- Exercise:
Repeat each line of the data below exactly, but skip the pictures.

++++ Provided information ++++

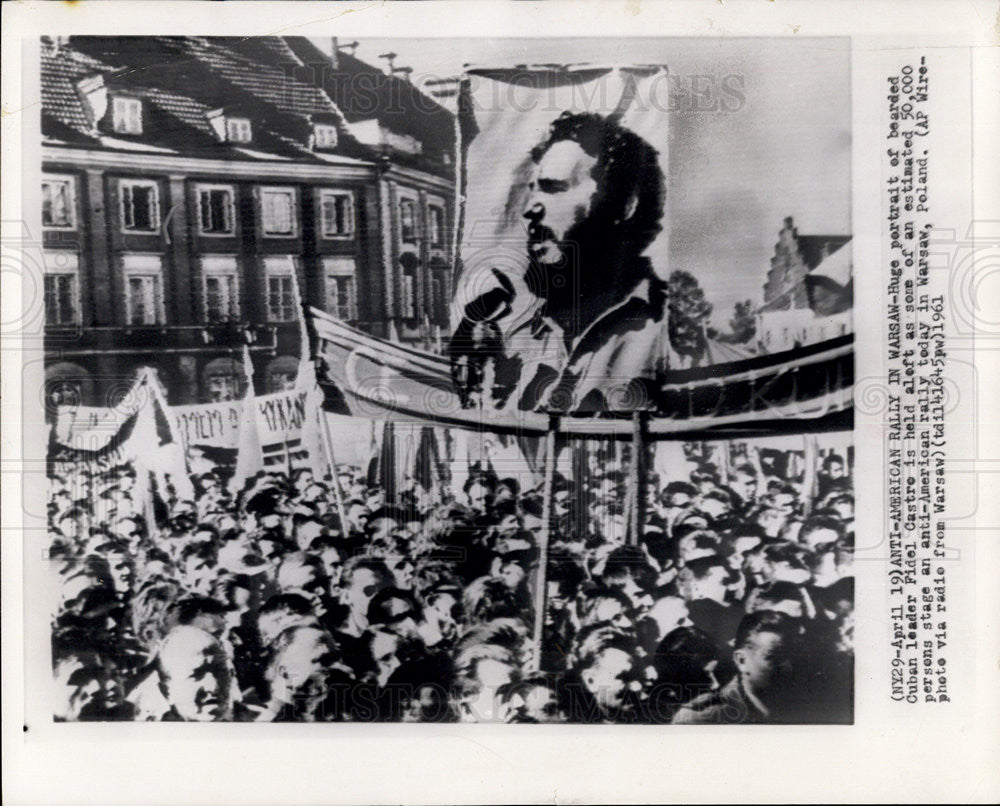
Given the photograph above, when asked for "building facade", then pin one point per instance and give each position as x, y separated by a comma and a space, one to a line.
193, 187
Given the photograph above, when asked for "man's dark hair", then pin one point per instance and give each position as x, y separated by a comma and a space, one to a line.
818, 523
754, 624
771, 593
626, 166
291, 602
380, 612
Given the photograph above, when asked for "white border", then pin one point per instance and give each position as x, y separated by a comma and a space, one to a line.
884, 757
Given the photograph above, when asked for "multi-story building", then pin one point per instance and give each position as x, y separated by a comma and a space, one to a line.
808, 294
190, 184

++++

- Reply to the task:
Given the photograph above, when asked for "building facade", then pin one point per instance and give each position as x, y separated by a comma and a space, one to a line.
193, 187
Given the photograph above, when asked for "man's dark hair", then pin one point per instance and give each position as x, y separated by a comma and a space, one to a line.
818, 523
754, 624
771, 593
626, 166
291, 602
380, 612
Given the photograph above, when asked for "white border", then pin one point per instance and give each position as x, y separated by a comma and a space, one to a line.
884, 757
Given the photograph above, when asked for "multi-story building", then pin one point per instance and give each position as x, y separated by a comma and a space, one to a line.
808, 294
190, 184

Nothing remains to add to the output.